Count the lines in the following data that include "cucumber". Please write only the number.

*** Data ***

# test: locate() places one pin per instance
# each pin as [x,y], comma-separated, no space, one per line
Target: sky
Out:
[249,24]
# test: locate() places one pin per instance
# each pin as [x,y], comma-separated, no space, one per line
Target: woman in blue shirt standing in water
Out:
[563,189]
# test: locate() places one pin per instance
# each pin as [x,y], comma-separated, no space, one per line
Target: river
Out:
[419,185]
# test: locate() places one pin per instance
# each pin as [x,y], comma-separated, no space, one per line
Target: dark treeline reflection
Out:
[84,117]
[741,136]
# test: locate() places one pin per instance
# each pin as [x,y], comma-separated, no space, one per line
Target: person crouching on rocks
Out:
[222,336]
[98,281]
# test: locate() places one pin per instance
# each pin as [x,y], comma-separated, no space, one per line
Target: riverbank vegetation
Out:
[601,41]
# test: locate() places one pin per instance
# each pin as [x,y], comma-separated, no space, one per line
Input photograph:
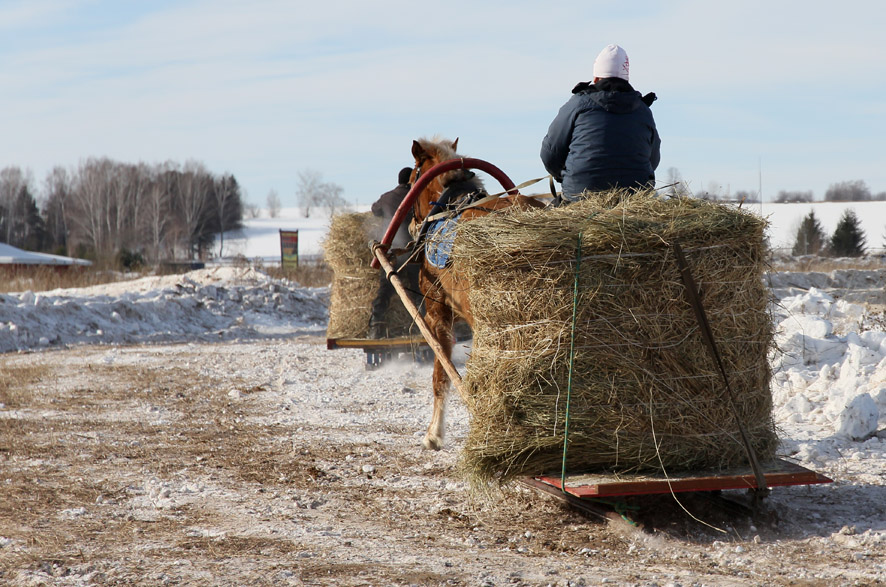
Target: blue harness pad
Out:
[438,241]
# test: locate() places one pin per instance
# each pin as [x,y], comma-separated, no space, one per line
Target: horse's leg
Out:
[439,318]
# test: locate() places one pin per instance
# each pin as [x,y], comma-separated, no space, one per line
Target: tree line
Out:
[848,239]
[111,211]
[843,191]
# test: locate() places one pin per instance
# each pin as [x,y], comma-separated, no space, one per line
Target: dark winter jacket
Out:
[603,137]
[387,205]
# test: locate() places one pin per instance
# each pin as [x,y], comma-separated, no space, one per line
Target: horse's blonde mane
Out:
[441,145]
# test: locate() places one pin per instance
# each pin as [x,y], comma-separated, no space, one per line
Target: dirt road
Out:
[251,463]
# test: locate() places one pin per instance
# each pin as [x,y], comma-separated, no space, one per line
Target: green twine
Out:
[571,362]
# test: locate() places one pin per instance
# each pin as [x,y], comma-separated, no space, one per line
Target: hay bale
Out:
[354,281]
[646,393]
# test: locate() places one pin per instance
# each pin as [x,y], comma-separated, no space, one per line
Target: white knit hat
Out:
[612,62]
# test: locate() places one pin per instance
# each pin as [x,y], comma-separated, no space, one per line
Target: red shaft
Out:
[427,177]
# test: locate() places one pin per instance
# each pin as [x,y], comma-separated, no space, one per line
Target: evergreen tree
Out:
[848,239]
[811,238]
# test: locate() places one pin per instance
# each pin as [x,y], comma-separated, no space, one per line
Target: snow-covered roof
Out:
[10,255]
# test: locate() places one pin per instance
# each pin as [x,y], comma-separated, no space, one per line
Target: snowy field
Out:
[193,429]
[261,237]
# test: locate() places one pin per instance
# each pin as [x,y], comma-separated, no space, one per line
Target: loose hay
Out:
[646,394]
[355,282]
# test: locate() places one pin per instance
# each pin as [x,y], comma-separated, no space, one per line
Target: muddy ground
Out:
[279,462]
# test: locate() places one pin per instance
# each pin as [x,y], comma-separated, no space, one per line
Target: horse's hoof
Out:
[432,443]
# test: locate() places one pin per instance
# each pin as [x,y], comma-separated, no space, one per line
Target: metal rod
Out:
[708,336]
[435,345]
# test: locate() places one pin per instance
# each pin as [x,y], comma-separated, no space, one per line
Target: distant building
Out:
[13,257]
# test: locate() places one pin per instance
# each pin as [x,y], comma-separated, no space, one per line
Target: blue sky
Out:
[264,89]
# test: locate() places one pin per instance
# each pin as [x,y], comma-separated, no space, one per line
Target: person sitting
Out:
[385,207]
[604,137]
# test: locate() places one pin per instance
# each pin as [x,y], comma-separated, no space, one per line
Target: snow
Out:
[829,369]
[10,255]
[260,236]
[784,220]
[220,303]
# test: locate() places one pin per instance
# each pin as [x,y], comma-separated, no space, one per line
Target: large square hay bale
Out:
[354,281]
[646,393]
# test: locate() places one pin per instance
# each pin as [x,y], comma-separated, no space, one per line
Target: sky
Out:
[778,95]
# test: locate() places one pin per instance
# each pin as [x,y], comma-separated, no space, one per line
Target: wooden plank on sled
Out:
[375,343]
[777,472]
[441,356]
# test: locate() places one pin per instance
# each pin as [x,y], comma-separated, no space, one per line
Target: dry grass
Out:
[355,282]
[645,393]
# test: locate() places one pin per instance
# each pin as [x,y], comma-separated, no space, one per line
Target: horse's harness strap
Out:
[482,201]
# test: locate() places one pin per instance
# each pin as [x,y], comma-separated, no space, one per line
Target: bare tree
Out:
[848,191]
[16,206]
[312,193]
[787,196]
[273,204]
[156,212]
[58,189]
[251,210]
[228,208]
[674,184]
[91,202]
[192,198]
[332,199]
[308,191]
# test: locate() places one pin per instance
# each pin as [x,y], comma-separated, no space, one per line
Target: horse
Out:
[444,289]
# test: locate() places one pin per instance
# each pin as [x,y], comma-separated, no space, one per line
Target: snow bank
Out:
[212,304]
[829,371]
[830,366]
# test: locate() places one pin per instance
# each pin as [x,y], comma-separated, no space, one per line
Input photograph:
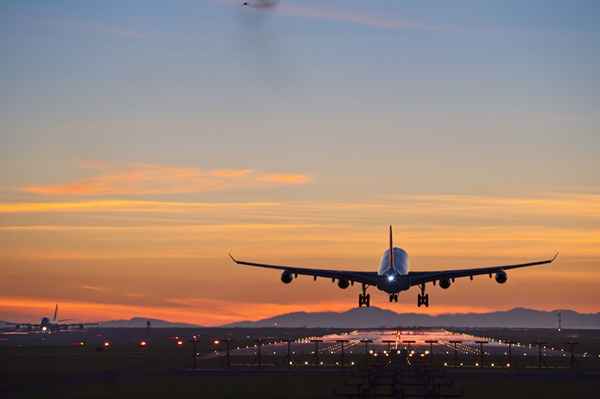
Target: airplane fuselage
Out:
[393,273]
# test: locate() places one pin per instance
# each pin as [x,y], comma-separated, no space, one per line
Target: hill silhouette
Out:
[376,317]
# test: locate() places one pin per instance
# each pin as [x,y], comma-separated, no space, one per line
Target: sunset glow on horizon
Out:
[143,144]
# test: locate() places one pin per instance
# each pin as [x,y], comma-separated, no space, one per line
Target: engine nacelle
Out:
[445,283]
[501,277]
[343,284]
[287,277]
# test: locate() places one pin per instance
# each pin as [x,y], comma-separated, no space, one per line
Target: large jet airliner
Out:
[393,275]
[47,325]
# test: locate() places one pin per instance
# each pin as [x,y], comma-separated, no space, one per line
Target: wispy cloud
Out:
[124,205]
[333,14]
[147,179]
[354,17]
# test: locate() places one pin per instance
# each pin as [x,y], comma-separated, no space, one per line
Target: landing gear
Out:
[423,298]
[364,299]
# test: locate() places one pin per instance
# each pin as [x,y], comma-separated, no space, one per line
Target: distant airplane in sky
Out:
[47,325]
[393,275]
[261,3]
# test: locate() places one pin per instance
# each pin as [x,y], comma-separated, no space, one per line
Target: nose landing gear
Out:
[423,298]
[364,299]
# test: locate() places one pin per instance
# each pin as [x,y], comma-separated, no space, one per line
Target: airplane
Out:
[47,325]
[393,276]
[260,3]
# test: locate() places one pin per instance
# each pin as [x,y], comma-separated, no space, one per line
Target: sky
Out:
[142,141]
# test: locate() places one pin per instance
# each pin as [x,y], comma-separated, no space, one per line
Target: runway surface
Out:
[383,342]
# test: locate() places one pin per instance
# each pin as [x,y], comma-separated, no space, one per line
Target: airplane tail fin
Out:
[391,257]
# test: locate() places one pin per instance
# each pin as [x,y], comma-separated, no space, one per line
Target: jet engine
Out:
[343,284]
[287,277]
[501,277]
[445,283]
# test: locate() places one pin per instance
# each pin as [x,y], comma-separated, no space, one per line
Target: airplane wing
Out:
[77,325]
[417,278]
[368,278]
[24,325]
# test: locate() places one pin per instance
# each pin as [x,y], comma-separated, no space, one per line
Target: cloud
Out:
[338,15]
[124,205]
[284,178]
[354,17]
[150,179]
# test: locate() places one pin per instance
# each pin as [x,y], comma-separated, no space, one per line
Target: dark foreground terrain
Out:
[78,364]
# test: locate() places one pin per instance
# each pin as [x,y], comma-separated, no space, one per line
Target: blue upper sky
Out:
[461,96]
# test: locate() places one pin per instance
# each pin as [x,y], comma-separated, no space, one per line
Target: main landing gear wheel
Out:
[423,300]
[364,298]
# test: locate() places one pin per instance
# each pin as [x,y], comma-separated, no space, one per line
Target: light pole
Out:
[342,342]
[455,343]
[316,342]
[540,346]
[431,342]
[366,342]
[481,343]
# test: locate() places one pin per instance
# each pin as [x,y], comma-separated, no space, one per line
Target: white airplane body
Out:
[47,325]
[393,275]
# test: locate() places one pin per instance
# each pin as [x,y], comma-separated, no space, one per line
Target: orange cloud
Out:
[202,311]
[123,205]
[147,179]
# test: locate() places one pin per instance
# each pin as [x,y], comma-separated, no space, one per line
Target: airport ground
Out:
[81,364]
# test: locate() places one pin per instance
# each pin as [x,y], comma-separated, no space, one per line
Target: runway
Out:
[418,342]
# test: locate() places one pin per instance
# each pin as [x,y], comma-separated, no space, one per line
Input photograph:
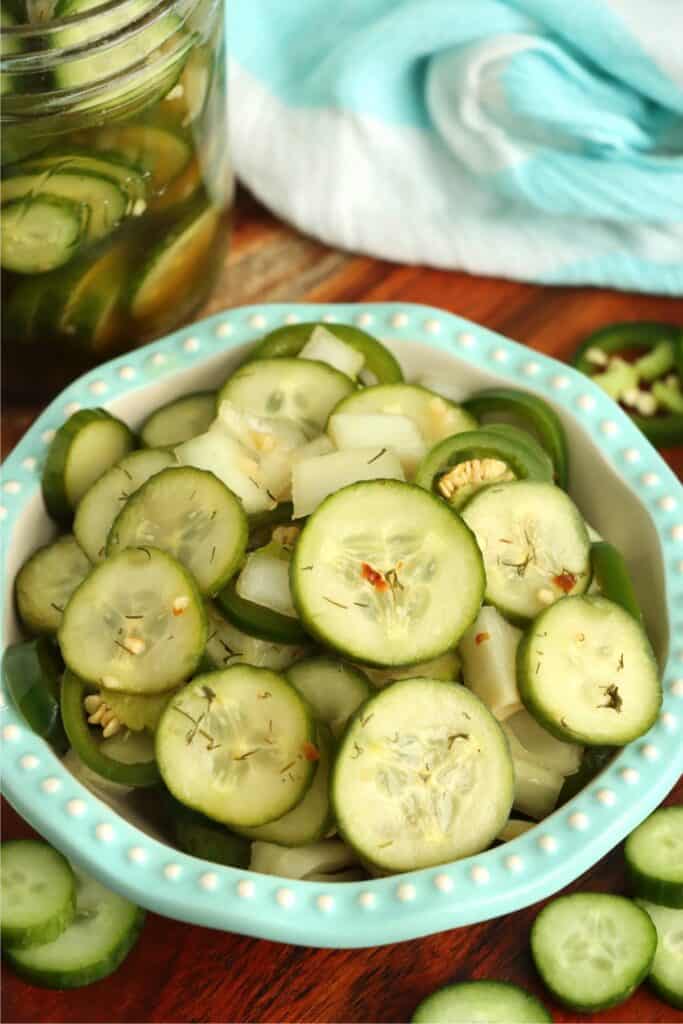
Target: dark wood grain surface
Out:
[178,973]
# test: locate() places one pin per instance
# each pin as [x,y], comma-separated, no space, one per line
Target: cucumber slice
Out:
[611,576]
[435,417]
[488,650]
[288,341]
[45,583]
[84,448]
[227,645]
[667,971]
[260,622]
[535,546]
[103,931]
[38,893]
[41,232]
[193,516]
[135,625]
[311,818]
[315,478]
[292,389]
[179,420]
[654,857]
[333,689]
[31,672]
[162,154]
[102,202]
[610,690]
[423,775]
[494,1001]
[373,571]
[446,667]
[236,745]
[100,505]
[175,264]
[593,950]
[202,838]
[104,760]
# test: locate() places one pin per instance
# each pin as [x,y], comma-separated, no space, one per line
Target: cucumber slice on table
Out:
[193,516]
[38,893]
[423,775]
[535,546]
[435,417]
[46,581]
[174,263]
[294,389]
[84,448]
[667,972]
[136,624]
[592,949]
[288,342]
[179,420]
[238,745]
[311,818]
[654,858]
[104,760]
[41,233]
[333,689]
[468,1001]
[373,573]
[610,691]
[103,931]
[227,645]
[100,505]
[32,672]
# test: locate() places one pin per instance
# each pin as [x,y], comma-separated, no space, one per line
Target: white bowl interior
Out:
[606,502]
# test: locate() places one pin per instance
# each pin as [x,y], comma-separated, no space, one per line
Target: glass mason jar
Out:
[116,178]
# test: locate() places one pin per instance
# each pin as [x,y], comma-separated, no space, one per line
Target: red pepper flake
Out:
[565,581]
[374,577]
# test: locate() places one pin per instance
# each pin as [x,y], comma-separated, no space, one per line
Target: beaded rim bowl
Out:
[645,501]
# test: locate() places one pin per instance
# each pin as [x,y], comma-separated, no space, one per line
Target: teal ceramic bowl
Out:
[626,492]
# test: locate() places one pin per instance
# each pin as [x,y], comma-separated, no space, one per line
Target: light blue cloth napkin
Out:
[538,139]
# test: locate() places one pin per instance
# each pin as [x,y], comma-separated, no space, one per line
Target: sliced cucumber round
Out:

*** End of Data ***

Response to this exercise: 3